● **Excerpted text**
══════════

His works range through environmental sound, songs in both
classical and popular styles, choral and chamber music, musical
theatre, and free improvisation, and are written for
professionals, amateurs, children, and sometimes untrained
performers. Songs in contemporary style for worship are collected
in the CD/songbook Jesus, Still Lead On.
He has performed Six Poems of Judith Wright with
baritone Robert Dawe, arranged magpie song for piano, reflected
on homeland in the choral folksong cantata Songs Further
Out, and again in the soundscape album Within Our Reach:
a symphony of the Port River; and in Ngartong for
12 cellos, excerpts of which toured internationally in 1987. The
cycle These Legends, Love: six Auden songs was premiered
by Norma Knight and Malcolm Day in 2008.

══════════

● **Given problem 1**
From the excerpted text, write out the passage starting with "He has performed" and going on through "Day in 2008.".
● **Given problem 2**
According to the excerpted text, who premiered the cycle These Legends, Love: six Auden songs?

● **Given entries**
══════════

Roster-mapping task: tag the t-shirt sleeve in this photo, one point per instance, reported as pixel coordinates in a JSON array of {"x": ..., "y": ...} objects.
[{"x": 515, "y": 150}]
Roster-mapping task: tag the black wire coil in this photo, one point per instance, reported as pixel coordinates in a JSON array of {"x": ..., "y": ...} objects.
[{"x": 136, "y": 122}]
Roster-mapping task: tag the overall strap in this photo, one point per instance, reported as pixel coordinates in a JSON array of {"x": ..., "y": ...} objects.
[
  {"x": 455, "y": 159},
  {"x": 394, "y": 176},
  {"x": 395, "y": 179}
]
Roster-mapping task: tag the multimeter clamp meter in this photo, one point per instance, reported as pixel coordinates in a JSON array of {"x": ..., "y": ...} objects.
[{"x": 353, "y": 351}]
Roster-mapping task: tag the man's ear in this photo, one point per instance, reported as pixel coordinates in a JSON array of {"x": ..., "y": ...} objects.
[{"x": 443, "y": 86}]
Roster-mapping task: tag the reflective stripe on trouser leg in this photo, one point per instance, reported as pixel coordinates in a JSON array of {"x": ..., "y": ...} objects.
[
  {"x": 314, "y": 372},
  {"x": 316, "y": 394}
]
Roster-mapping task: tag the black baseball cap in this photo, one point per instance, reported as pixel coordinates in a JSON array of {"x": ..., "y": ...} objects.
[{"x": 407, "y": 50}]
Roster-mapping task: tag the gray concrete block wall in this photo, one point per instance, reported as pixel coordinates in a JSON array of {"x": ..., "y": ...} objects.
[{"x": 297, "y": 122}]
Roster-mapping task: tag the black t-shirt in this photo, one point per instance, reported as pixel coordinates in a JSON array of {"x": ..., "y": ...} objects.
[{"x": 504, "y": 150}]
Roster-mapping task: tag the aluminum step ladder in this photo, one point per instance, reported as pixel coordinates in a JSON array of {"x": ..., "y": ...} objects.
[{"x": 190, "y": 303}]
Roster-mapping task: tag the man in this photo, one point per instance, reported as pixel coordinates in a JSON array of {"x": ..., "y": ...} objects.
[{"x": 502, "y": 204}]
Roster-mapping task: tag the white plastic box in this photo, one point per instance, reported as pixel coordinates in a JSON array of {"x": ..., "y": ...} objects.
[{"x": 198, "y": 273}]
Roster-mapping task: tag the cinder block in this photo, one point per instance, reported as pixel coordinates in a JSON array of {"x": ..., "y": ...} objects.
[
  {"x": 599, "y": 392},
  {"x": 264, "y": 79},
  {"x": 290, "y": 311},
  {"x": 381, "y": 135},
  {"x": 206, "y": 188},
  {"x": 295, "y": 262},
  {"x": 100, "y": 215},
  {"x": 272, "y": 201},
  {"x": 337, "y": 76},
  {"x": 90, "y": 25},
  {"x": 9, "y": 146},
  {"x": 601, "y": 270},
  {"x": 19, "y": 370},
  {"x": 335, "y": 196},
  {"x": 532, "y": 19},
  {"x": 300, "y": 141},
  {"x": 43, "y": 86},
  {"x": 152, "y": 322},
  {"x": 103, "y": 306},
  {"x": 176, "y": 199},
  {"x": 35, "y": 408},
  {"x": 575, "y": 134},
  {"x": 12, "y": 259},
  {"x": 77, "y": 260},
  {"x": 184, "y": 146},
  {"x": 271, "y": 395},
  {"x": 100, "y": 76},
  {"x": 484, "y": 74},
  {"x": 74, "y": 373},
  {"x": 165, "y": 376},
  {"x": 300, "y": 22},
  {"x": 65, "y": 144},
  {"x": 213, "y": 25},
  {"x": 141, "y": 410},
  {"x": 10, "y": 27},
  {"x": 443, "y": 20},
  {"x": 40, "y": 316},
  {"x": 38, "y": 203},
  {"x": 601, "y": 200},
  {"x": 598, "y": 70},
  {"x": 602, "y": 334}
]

══════════

● **Finished answer 1**
He has performed Six Poems of Judith Wright with
baritone Robert Dawe, arranged magpie song for piano, reflected
on homeland in the choral folksong cantata Songs Further
Out, and again in the soundscape album Within Our Reach:
a symphony of the Port River; and in Ngartong for
12 cellos, excerpts of which toured internationally in 1987. The
cycle These Legends, Love: six Auden songs was premiered
by Norma Knight and Malcolm Day in 2008.

● **Finished answer 2**
Norma Knight and Malcolm Day premiered it in 2008.